The German Attack on the Soviets

During the period from 1939 to 1941, the German policy toward those Ukrainians who had escaped from the Soviet occupation into the Polish Government General was not too severe. It was possible for the Ukrainians in Krakow and elsewhere to carry on a considerable amount of educational work, to form themselves into relief organizations and, in general, to work for the establishment of normal relations.

When the breach between the two totalitarian states came on June 22, 1941, the Germans pushed ahead rapidly not only in the Baltic area but also in Ukraine. By June 30, they had occupied Lviv with the aid of some Ukrainian units, both from Carpatho-Ukraine and from Galicia.

During these days the Ukrainians had high hoped that the Germans would seriously liberate them from Bolshevik tyranny and wherever they had the slightest possibility, they endeavored to seize the cities so as to put a stop to the massacres which the Communists were perpetrating before they fell back. In some places they were success­ful but in Lviv, the Communists killed over 10,000 prisoners, before their bloody regime could be brought to an end.

### Data extract
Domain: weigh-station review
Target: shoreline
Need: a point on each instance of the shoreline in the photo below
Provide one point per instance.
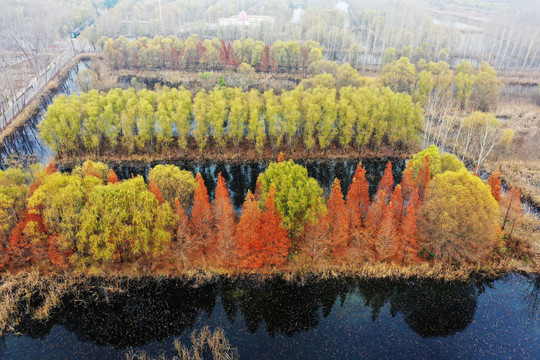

### Written tasks
1/ Quote the stretch of the passage on the German attack on the Soviets from "When the breach" through "and from Galicia.".
2/ Extend the passage on the German attack on the Soviets, picking up right after its final sentence.

### Solved problems
1/
When the breach between the two totalitarian states came on June 22, 1941, the Germans pushed ahead rapidly not only in the Baltic area but also in Ukraine. By June 30, they had occupied Lviv with the aid of some Ukrainian units, both from Carpatho-Ukraine and from Galicia.

2/
In the first days of the war, although there were no clear promises made to the Ukrainians, the impression grew that there would be established some form of a Ukrainian administration. The political leaders set up a Ukrainian government and appointed Yaroslav Stetsko as the first head of the state on June 30, 1941. A short time later this was broadened by the appointment of a Committee of Seniors under the leader­ship of Dr. Kost Levytsky, who had been the Prime Minister of the Republic of Western  p168 Ukraine in 1918. These developments had the support of Metropolitan Sheptytsky, although he knew that they did not yet rest on organized public sentiment.

It was well recognized by the influential Ukrainians that the situation was very different from what it had been at the end of the Hapsburg monarchy, but they went through the motions of setting up a government on the possibility that the Germans would allow them some real concessions and that it would be mutually advantageous to be already prepared for all eventualities.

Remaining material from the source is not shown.